Work task
Would you write out the whole listing below exactly as given?

Source material
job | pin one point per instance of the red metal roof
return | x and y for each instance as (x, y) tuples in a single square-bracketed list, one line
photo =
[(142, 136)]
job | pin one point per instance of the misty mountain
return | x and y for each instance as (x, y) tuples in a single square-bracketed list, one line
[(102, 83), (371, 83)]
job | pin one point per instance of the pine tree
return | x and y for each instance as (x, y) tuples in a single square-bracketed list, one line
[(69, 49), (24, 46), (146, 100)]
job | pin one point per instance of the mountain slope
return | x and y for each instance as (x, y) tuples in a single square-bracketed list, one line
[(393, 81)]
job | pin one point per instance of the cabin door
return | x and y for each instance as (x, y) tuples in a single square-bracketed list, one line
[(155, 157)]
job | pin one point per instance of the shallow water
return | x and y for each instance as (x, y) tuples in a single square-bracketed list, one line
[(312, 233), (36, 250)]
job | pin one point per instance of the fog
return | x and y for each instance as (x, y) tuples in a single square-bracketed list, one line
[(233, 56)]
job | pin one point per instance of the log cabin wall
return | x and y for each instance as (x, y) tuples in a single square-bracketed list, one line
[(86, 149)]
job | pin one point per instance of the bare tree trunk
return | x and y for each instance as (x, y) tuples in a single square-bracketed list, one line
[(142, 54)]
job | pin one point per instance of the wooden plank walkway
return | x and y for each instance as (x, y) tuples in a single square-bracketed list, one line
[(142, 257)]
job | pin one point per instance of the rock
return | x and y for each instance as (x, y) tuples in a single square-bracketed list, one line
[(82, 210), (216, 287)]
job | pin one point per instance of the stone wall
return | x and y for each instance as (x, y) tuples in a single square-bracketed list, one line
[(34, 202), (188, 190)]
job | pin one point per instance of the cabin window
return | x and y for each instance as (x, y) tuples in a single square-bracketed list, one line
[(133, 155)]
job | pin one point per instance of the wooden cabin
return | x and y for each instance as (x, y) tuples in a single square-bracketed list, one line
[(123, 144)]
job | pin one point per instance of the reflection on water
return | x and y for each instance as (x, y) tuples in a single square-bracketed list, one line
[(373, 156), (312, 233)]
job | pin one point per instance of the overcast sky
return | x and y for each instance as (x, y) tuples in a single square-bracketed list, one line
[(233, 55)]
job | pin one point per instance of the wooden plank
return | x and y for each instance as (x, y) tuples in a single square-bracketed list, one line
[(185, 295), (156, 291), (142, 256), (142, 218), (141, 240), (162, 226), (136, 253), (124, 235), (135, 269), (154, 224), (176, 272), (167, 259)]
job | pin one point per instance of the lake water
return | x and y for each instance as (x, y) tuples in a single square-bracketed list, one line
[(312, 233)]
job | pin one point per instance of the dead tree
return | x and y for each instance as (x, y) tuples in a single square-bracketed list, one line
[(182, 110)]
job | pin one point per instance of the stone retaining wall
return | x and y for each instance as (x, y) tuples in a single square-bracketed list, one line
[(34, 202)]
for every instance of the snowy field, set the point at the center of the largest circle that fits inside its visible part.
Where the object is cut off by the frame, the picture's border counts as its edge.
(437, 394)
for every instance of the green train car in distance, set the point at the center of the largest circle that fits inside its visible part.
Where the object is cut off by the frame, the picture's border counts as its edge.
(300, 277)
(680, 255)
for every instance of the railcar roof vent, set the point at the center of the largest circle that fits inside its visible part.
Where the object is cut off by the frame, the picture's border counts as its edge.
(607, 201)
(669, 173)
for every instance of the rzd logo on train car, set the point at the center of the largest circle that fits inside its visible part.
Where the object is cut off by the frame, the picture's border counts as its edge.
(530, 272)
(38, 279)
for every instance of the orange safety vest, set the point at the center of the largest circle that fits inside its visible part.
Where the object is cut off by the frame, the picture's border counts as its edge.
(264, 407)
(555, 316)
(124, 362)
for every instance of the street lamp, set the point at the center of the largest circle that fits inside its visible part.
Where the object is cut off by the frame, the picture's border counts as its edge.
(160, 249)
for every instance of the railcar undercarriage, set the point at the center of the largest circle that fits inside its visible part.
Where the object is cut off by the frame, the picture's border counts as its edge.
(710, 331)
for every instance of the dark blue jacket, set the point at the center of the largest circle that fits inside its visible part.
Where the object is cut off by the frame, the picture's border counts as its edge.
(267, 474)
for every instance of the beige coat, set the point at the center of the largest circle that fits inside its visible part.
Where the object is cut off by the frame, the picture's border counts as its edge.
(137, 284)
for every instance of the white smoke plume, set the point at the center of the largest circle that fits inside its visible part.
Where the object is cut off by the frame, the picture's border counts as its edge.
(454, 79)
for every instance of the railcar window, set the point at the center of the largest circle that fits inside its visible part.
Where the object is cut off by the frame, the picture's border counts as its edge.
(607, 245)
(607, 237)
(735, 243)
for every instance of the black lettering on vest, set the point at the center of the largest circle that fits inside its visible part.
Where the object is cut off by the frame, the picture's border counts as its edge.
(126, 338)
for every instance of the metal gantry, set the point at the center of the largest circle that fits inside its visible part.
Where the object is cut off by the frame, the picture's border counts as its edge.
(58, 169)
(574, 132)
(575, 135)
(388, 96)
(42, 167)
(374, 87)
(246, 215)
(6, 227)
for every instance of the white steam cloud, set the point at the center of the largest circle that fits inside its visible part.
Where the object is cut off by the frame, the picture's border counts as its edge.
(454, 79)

Output below
job | pin one point per instance of the red metal roof
return | x and y for each instance as (x, y) tuples in a single square-bracketed list, one line
photo =
[(142, 136)]
job | pin one point per instance of the misty mountain
return | x and y for each instance as (x, y) tuples in a single square-bracketed list, one line
[(102, 83), (371, 83)]
job | pin one point per instance of the pine tree
return | x and y for each instance as (x, y) tuples in a single square-bracketed list, one line
[(69, 49), (24, 46), (146, 100)]
job | pin one point per instance of the mountain slope
return | x and y for each instance as (x, y) tuples in a single square-bracketed list, one line
[(393, 81)]
job | pin one point per instance of the cabin door
return | x and y for each instance as (x, y) tuples in a single square-bracketed list, one line
[(155, 157)]
job | pin one point per instance of the shallow water
return | x and y for each instance as (x, y) tuples in a single square-bracketed list, one line
[(312, 233), (36, 250)]
job | pin one point per instance of the fog
return | x and y for each instance as (x, y) tuples in a single square-bracketed list, one line
[(233, 56)]
job | pin one point per instance of the log cabin wall
return | x and y for each instance as (x, y) tuples in a single square-bracketed list, one line
[(86, 149)]
job | pin one point per instance of the bare tree trunk
return | x and y for each instance as (x, y) tuples in a single square-bracketed list, one line
[(142, 54)]
job | pin one point per instance of the wooden plank walkway
return | x and y for each instance as (x, y) tuples in a single square-bracketed list, one line
[(142, 257)]
job | pin one point per instance of the rock
return | x and y for each instance as (x, y) tuples in a single square-bracketed list, one line
[(82, 210), (216, 287)]
job | pin one point per instance of the stone wall
return | x and y for each instance as (x, y) tuples in a single square-bracketed list, one line
[(34, 202), (188, 190)]
job | pin one point per instance of the cabin window
return | x and y for each instance as (x, y) tuples in a single square-bracketed list, one line
[(133, 155)]
job | pin one point per instance of the wooden cabin
return | x and y for each instance as (x, y) tuples in a single square-bracketed list, one line
[(123, 144)]
job | pin one point per instance of the reflection on water
return | x and y for each instance as (x, y) tuples in a single square-bracketed list, one line
[(373, 156), (312, 233)]
job | pin one point per instance of the overcast sky
return | x and y for each instance as (x, y) tuples in a single square-bracketed list, one line
[(233, 55)]
job | pin one point per instance of the wooden plank
return | x and y for each instance as (x, y) tuples in a single square-bracketed list, one line
[(185, 295), (156, 291), (142, 256), (142, 218), (141, 240), (162, 226), (136, 253), (124, 235), (135, 269), (154, 224), (176, 272), (167, 259)]
job | pin one point per instance of the lake water
return | x and y for each instance as (x, y) tuples in a single square-bracketed list, one line
[(312, 233)]
job | pin one point per instance of the dead tree
return | x and y for each instance as (x, y) tuples in a single square-bracketed list, one line
[(182, 110)]
job | pin one point per instance of the stone retaining wall
return | x and y for each instance as (x, y) tuples in a single square-bracketed list, one line
[(34, 202)]
for every instance of the snowy field, set the point at the center of the largest circle that fits inside its visible part.
Where the object is cut off by the frame, the picture's border counts as its edge.
(437, 394)
for every instance of the green train car in distance, set the point at the center of the largest circle that fits inside its visible part.
Where the object is cut off by the frame, the picture's border counts as its edge.
(300, 277)
(680, 255)
for every instance of the railcar roof vent, set the point at the center of the largest circle that fits inside its visible part.
Where the object is cut off by the frame, the picture's border counts as its edge.
(607, 201)
(669, 173)
for every instance of the rzd logo on train car, set the point at the center of the largest circle that fits inside its visible part.
Where the object is cut off by the frame, the picture's border counts as its edge.
(530, 272)
(38, 279)
for every instance of the orange safety vest, set the point at the center of the largest circle that fits inside its visible part.
Where the object is cut off by the frame, the picture's border counts as its edge.
(264, 407)
(555, 316)
(124, 362)
for every instance of the street lamp, set the point at the center of the largest circle that fits inside its visible part.
Where the object is cut off by the frame, the picture's border counts as its edge.
(160, 249)
for every instance of the railcar undercarriage, set the point at the center of the largest circle that fits inside its visible part.
Where the object is cut off by the frame, the picture's border counts as its edge.
(710, 331)
for every instance of the dark blue jacket, set the point at the center of the largest circle that fits inside its visible part.
Where the object is cut off by the frame, the picture's border counts as its edge.
(267, 474)
for every instance of the beige coat, set the point at the center of the largest circle that fits inside its visible part.
Where the object is cut off by the frame, the picture's border counts as its edge.
(137, 284)
for every instance of the white smoke plume, set the point at the center of the largest circle that fits inside its visible part.
Where the object is cut off by the frame, the picture's border counts as its edge.
(454, 79)
for every instance of the railcar window, set the point at the center of the largest circle that fits inside its visible part.
Where the object is cut off by the frame, the picture's border counts as its edge.
(607, 245)
(607, 237)
(735, 243)
for every instance of the black lettering on vest, set the point at the center of the largest circle that fits inside its visible part.
Where the object is cut off by the frame, the picture's border counts as its edge.
(126, 338)
for every instance of the metal gantry, set the point at the center of the largest circle that fits inside its visible part.
Where the object is cut off by the frame, the picture's border counts as its edge.
(58, 169)
(574, 132)
(575, 135)
(388, 96)
(42, 167)
(374, 87)
(246, 215)
(6, 227)
for every instance of the white steam cloud, set the point at the center of the largest circle that fits inside its visible part.
Where the object is cut off by the frame, the picture's border counts as its edge.
(454, 79)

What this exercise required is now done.